- **Request**: Please pick out every line below that contains the string "gravel", matching case exactly, and copy each one.

- **Data for this exercise**:
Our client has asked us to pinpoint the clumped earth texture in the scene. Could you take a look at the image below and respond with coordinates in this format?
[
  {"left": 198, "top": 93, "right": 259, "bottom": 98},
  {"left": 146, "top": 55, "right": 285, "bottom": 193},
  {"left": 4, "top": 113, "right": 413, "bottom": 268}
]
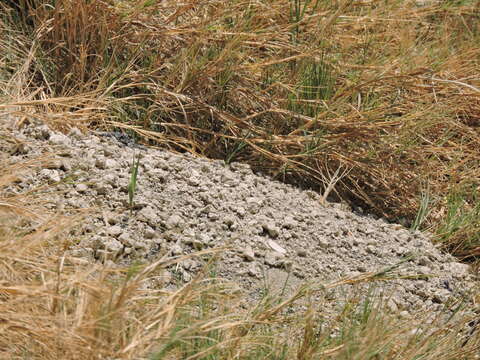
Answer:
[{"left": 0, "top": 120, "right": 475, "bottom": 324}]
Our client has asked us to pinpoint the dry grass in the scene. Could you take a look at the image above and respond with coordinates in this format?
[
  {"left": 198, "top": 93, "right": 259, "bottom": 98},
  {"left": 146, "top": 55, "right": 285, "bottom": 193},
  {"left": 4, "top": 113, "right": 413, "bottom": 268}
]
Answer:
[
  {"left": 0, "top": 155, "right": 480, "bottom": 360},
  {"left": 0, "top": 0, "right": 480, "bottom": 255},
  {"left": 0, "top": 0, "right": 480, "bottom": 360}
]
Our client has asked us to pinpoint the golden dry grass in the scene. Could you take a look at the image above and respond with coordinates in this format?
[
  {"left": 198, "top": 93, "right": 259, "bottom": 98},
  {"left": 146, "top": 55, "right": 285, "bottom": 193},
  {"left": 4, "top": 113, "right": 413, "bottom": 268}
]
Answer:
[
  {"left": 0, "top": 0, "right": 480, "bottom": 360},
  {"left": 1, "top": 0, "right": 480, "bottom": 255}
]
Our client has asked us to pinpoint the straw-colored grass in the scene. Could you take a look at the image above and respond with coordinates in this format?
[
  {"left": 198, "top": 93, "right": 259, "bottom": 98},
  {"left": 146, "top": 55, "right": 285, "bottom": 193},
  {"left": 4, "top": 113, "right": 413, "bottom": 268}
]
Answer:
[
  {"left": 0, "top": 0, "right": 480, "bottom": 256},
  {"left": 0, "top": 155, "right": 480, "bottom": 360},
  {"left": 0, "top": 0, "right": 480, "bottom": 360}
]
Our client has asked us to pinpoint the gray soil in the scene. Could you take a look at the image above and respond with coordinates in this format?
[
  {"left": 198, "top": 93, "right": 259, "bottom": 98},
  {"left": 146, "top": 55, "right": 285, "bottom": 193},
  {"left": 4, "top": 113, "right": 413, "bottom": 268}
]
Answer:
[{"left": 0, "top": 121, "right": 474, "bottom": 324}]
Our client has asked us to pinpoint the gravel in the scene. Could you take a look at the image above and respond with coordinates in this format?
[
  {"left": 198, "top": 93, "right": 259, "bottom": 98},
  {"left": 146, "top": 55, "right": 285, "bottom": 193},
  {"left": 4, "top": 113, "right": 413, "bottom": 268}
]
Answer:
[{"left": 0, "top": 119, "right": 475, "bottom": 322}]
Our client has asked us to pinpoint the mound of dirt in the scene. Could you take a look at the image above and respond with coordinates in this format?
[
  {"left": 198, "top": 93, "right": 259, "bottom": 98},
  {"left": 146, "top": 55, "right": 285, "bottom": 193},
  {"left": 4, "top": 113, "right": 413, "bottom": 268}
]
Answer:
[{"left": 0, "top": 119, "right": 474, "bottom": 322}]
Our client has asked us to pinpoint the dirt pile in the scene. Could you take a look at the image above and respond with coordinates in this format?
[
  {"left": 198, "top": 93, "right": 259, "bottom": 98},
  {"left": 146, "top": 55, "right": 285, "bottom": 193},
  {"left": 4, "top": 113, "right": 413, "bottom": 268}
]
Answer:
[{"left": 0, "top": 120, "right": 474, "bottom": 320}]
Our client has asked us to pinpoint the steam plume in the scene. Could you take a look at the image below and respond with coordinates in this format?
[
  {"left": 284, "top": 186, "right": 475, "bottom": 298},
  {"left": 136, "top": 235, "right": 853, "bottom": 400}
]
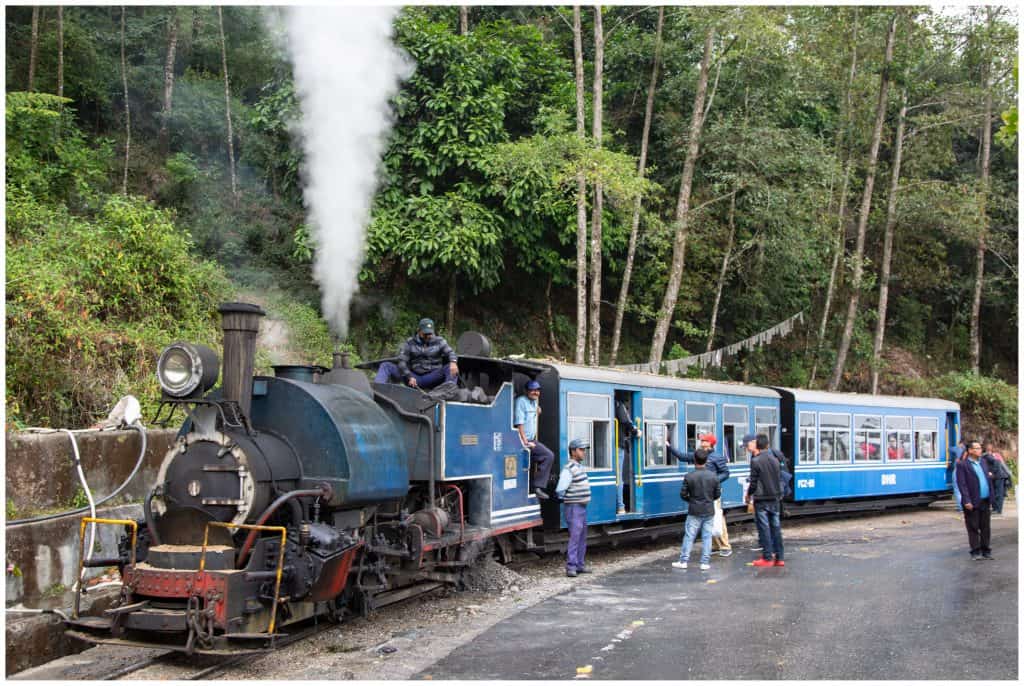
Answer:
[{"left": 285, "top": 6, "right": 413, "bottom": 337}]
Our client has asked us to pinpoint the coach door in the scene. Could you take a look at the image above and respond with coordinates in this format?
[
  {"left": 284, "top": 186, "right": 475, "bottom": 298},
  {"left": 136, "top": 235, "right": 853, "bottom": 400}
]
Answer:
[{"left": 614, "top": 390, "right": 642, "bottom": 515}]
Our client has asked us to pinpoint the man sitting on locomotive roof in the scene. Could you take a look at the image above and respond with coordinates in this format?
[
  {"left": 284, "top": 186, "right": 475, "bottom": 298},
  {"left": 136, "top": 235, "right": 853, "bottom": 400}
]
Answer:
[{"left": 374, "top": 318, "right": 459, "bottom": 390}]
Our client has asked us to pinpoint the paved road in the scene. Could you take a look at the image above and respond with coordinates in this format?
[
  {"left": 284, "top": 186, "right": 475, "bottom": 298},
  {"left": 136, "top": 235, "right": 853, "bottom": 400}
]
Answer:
---
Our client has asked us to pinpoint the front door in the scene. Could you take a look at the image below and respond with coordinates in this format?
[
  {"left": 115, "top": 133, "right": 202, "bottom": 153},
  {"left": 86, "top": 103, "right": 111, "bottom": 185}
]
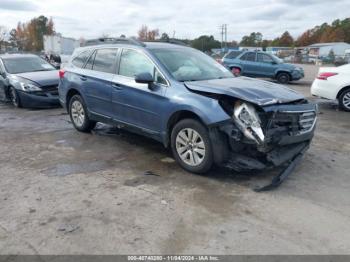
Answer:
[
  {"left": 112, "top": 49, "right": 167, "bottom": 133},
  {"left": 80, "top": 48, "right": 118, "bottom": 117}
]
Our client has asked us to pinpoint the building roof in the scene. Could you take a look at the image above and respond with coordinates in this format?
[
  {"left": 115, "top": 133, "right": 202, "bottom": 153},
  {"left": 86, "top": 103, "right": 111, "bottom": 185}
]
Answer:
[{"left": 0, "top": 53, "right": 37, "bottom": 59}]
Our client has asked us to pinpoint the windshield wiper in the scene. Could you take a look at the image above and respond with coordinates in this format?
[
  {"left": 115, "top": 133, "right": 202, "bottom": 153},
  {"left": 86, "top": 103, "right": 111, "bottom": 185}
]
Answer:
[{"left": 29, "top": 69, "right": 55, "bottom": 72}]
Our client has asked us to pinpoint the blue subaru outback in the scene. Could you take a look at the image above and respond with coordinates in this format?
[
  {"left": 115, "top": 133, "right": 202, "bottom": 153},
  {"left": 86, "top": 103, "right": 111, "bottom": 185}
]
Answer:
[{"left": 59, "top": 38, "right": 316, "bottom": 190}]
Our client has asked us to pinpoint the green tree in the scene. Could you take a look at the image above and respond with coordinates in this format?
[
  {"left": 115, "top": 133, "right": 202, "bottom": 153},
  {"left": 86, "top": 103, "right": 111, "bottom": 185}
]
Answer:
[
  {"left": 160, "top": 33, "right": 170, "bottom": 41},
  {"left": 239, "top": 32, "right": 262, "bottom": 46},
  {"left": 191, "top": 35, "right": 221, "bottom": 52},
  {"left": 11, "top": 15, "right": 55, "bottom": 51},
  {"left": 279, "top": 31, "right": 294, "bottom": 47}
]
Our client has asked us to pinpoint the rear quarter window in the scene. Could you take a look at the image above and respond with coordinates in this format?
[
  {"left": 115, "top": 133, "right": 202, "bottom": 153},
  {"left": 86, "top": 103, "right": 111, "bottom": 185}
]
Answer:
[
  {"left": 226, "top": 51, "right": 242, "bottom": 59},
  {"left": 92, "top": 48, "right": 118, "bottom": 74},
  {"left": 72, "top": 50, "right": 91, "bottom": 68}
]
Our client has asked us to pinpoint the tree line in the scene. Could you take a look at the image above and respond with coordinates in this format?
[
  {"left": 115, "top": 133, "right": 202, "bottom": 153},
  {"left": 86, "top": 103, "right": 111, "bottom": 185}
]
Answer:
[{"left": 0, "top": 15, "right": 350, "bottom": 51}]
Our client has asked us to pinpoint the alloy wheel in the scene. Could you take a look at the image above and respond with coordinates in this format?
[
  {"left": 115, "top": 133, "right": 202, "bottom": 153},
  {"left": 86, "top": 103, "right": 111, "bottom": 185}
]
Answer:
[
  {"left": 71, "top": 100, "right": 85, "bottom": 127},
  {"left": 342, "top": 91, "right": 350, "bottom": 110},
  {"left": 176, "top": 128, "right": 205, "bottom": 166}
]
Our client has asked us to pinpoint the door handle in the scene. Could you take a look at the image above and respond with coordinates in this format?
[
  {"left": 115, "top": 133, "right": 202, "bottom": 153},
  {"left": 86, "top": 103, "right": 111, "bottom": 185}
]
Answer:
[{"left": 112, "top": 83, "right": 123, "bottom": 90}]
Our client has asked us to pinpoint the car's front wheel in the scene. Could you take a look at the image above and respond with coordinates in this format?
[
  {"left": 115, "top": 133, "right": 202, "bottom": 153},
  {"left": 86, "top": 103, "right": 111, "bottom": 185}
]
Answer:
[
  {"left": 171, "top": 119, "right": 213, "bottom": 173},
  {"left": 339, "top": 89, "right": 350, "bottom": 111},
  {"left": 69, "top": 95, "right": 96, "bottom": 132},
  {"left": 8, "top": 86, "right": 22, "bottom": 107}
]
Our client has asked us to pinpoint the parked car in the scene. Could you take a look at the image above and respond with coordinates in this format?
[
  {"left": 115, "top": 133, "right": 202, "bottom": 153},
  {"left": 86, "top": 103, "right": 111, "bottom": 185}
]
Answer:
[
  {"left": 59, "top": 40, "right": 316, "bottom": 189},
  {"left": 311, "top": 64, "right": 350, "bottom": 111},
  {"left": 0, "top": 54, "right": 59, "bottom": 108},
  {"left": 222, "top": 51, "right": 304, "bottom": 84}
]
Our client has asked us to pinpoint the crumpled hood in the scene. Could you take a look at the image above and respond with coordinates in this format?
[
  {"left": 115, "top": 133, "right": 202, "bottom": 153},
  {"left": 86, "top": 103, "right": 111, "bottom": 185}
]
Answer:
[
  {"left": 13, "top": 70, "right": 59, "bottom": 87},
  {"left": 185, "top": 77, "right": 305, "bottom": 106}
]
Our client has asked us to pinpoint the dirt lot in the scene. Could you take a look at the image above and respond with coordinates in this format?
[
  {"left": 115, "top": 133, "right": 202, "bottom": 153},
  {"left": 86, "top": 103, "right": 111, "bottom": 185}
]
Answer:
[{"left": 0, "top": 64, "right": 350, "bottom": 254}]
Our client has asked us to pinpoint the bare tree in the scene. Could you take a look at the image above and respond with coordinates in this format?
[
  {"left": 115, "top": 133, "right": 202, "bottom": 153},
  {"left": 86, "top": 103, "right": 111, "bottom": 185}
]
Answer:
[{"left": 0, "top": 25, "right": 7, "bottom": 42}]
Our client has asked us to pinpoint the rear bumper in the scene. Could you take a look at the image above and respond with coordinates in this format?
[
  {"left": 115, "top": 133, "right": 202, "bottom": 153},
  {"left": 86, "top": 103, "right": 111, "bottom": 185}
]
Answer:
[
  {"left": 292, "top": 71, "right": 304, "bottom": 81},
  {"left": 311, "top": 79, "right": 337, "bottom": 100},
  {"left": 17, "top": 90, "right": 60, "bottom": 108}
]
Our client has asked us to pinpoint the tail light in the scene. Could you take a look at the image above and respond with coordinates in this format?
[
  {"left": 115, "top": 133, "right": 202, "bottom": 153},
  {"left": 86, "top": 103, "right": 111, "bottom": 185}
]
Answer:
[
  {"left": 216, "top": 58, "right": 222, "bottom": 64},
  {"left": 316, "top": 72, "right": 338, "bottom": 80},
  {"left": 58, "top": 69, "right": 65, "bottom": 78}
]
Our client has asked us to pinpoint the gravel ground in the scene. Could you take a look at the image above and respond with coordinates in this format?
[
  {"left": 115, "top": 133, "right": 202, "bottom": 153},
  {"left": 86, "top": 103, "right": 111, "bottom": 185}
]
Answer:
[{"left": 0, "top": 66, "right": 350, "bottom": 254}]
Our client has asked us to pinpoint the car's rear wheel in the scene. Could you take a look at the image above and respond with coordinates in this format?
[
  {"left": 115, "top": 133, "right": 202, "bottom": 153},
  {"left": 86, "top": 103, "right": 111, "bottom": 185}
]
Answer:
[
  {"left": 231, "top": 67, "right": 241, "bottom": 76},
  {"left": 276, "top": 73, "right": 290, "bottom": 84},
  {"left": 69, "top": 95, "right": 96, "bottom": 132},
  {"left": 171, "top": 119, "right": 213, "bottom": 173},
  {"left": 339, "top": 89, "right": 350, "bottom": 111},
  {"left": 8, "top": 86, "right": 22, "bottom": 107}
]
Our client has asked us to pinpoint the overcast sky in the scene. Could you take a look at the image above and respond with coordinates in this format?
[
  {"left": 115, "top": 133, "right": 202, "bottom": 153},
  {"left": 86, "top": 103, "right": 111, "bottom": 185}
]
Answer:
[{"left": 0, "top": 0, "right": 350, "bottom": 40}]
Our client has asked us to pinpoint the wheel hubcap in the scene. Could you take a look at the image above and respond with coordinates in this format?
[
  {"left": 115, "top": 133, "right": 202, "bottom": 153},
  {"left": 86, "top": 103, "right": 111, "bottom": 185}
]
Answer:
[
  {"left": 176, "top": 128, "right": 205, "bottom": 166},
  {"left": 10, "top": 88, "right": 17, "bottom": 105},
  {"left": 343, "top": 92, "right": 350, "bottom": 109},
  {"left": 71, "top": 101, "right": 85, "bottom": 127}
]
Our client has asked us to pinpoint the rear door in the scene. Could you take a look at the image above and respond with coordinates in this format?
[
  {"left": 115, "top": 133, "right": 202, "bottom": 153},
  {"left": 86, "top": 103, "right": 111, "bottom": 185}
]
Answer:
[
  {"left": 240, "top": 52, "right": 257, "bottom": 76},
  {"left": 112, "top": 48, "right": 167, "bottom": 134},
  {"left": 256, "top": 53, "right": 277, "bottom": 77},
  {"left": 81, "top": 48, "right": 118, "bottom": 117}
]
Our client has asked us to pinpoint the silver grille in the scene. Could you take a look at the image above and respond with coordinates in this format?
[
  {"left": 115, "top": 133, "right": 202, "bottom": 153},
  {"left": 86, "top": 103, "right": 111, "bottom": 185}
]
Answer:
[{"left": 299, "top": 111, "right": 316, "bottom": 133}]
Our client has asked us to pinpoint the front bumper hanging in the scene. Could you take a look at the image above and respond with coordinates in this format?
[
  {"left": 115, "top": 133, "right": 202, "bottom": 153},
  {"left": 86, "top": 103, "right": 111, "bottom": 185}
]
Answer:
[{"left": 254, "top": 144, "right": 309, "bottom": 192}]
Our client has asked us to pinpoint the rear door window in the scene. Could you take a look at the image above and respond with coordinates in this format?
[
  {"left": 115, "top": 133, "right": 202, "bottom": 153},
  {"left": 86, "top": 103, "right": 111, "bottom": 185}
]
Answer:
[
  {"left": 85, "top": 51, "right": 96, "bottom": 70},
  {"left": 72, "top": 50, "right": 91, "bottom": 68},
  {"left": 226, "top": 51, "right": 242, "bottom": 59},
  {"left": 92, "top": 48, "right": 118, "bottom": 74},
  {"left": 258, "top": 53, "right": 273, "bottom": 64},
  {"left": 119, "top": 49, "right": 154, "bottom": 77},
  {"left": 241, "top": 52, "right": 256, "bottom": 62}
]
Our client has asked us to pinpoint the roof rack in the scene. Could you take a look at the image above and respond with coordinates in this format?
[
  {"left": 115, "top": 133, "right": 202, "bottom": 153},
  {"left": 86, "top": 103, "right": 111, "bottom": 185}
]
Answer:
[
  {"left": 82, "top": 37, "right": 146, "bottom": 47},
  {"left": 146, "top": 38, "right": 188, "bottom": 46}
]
...
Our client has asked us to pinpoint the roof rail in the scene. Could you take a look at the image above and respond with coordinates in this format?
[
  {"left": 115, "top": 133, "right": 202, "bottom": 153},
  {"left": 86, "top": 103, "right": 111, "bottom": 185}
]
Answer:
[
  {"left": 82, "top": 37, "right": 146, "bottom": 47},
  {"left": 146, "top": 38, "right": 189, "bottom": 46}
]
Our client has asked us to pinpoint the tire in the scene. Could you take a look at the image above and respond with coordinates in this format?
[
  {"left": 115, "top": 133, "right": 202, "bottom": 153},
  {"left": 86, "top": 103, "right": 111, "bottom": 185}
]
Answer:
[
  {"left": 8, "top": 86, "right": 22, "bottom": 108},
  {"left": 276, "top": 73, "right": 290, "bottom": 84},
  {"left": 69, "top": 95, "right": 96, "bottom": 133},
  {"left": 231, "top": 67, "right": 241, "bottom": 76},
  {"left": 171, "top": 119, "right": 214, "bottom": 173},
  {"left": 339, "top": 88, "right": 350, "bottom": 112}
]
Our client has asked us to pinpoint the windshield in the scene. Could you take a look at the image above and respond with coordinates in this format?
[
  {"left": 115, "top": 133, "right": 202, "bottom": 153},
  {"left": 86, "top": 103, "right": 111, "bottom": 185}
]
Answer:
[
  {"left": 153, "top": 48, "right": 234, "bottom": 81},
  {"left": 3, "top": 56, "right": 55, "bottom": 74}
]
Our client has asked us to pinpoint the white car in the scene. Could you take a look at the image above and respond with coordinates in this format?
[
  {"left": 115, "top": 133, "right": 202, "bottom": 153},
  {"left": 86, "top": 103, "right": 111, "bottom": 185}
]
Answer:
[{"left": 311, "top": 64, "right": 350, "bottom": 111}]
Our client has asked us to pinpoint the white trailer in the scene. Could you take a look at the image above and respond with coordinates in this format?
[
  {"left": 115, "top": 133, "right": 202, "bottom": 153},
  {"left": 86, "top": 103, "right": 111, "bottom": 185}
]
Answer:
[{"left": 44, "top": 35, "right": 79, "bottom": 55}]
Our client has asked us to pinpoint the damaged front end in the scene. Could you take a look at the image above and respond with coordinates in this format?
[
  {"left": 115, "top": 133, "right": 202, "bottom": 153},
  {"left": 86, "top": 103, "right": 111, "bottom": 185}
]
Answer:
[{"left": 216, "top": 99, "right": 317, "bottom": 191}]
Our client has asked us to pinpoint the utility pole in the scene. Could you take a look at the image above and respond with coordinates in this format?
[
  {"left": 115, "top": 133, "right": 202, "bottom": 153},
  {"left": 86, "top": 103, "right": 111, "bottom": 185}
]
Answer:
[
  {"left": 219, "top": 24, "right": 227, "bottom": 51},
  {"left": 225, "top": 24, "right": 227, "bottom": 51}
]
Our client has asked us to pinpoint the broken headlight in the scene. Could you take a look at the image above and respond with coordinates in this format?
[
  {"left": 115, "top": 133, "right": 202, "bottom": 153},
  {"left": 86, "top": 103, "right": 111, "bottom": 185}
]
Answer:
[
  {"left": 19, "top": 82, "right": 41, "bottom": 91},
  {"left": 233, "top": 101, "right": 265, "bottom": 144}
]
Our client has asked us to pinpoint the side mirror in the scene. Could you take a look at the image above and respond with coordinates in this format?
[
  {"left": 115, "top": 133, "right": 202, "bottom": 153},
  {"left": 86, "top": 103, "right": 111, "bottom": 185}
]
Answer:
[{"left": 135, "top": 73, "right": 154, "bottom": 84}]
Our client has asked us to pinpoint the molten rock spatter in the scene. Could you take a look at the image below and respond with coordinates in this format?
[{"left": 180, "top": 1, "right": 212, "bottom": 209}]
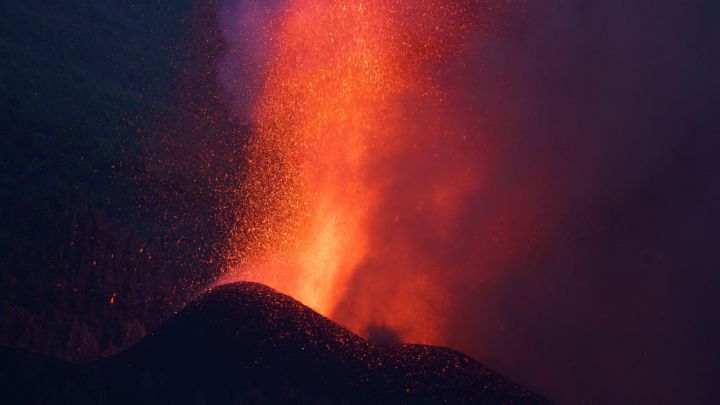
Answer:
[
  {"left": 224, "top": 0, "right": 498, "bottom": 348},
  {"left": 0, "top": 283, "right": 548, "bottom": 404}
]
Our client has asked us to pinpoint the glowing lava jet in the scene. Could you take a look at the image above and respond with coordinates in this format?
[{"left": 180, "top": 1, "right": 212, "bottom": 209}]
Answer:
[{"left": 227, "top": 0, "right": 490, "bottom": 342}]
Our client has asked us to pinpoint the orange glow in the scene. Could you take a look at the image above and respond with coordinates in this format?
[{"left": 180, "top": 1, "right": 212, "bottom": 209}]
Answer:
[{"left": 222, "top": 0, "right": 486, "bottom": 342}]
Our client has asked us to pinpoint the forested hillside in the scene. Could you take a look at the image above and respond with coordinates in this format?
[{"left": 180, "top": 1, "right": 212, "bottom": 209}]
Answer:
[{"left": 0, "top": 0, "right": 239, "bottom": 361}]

- **The completed task**:
Our client has asked us to pinpoint the gravel in the scene. Could you take a look at the image above and respond with coordinates in this format?
Our client has asked us to pinpoint the gravel ground in the scene. Could you take a look at the image above and respond with coordinates in this format?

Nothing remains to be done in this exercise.